- Provided text
━━━━━━━━━━━━━━━━━━━━

They repeatedly demonstrated their inability explain complex and controversial policy proposals.

But the government's big-business backers – not to mention most economists – have convinced themselves the only cure for the sluggish economy is major economic reform, and top of their list is a cut in the rate of company tax, plus a cut in the top rate of personal income tax.

This is why they became so dissatisfied with Abbott and Hockey, and so expectant of better things from one of their own, Turnbull.

The whole country knows Turnbull will be a better manager of the economy than Abbott and that if this silver-tongued barrister can't "sell" economic reform, no one can.

So great is the confidence in the confident Turnbull that the best way for him to stumble would be to baulk at this challenge.

Trouble is, by the time he's knocked tax reform into political shape, it will have fallen well short of its proponents' grand vision, won't deliver the promised economic benefits and won't make much difference to anything, apart from making the tax system less fair.

Right now, Turnbull is grappling with the desired shape of the GST increase. My guess is he'll definitely want to increase the rate of the tax, and won't go through all the angst for a piddling increase to 12.5 per cent. No, he'll go all the way to 15 per cent.

Broadening the tax's narrow base is more problematic, as the academics say. My guess is he'll avoid the practical minefield of extending the tax's coverage to health and education (even though taxing private health insurance and private schools would do much to reduce the tax's regressiveness​), but may include financial services.

His big temptation will be to tax fresh food but, though this would greatly increase his takings, it would also greatly increase the tax's regressiveness (because low-income households devote a much higher proportion of their budgets to food than high-income households do) and thus require much of this gain to be returned as "compensation", while adding much agonising and indignation from the elderly.

Of course, the GST increase will just be part of a much bigger package of tax reforms. Since the object of the exercise will be to change the "mix" of taxation – increasing indirect taxes on consumer spending while reducing direct taxes on income – it will include big tax cuts.

━━━━━━━━━━━━━━━━━━━━

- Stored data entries

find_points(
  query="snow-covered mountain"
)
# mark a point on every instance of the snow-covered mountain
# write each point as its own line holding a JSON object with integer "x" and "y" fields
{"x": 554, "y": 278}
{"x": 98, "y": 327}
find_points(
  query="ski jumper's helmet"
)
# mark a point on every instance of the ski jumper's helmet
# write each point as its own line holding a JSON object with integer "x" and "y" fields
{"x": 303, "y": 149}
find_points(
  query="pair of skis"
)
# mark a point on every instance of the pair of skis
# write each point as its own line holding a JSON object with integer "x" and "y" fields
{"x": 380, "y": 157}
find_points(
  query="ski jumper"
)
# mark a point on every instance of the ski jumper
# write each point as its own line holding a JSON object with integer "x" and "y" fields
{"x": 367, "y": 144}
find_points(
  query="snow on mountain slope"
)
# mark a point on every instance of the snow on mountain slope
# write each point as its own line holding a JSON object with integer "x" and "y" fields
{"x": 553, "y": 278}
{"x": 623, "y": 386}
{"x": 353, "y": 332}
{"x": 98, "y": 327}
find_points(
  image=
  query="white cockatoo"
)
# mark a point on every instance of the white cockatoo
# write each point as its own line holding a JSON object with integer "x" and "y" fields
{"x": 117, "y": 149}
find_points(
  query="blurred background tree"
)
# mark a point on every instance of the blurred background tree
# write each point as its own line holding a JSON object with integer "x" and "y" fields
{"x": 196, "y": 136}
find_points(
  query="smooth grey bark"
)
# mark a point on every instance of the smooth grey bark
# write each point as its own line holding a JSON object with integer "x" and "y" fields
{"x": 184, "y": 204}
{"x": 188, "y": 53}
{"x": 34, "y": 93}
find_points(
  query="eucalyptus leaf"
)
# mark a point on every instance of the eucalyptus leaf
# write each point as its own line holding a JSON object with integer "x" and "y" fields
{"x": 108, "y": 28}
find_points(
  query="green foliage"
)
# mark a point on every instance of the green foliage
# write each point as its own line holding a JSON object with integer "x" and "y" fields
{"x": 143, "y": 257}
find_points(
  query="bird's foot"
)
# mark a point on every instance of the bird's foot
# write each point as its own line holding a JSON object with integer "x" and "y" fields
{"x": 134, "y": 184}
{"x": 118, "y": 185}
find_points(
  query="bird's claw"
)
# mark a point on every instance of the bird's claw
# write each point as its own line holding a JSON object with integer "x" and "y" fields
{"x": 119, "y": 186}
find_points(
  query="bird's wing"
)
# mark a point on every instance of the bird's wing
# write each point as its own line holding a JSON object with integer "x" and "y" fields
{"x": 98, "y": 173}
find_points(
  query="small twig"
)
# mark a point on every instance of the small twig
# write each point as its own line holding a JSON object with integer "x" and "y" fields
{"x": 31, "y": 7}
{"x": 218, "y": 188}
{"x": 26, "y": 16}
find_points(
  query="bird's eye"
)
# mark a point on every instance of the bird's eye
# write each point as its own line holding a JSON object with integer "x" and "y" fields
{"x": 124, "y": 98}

━━━━━━━━━━━━━━━━━━━━

- Your goal
Resume the commentary on Turnbull's tax reform, picking up right after its final sentence. These rows were taken from a separate source.

- Your response
Turnbull will learn from his predecessors' blunder and ensure his reform package looks fair by including imposts aimed mainly at high-income earners. If he decides to cut the top rate of income tax – benefiting just the wealthiest 3 per cent of taxpayers – he'll probably include a crackdown on superannuation concessions and discounted capital gains tax favouring the well-off.

He'd also want to throw in abolition of some inefficient state taxes, such as the stamp duty on insurance policies.

He's making it very clear that low- and middle-income families would be protected from the effect of the higher GST by adequate compensation, in the form of special increases in pensions, dole payments and family benefits. People on low wages would be compensated by tax cuts.

But just because Turnbull has the smarts, political credit and credibility to raise the GST and hope to keep his job, this doesn't give him a magic wand to wave away the iron laws of arithmetic.

The sad truth is that the untiring advocates of a higher GST have plans to spend the proceeds many times over. Big business wants to devote the proceeds to covering the cost of cutting the rate of company tax.

The nation's grossly over-taxed chief executives want to use the proceeds to cut the top rate of income tax – all to produce a flowering of innovation and agility, naturally.

Then there's the Treasurer and his department, who profess to want to use the proceeds to counter the effects of bracket creep on everyone paying less than the top rate.

And, finally, there are the premiers, who think they own the GST and want to use the proceeds to cover the ever-rising cost of their spending on schools and hospitals. In principle and in political reality – although not strict legality – the premiers have a veto over any increase.

As ever, they'll go along with the deal once they've extorted enough moolah from the feds. Right now, they're in negotiating mode.

But not to worry. St Malcolm has promised to square the circle.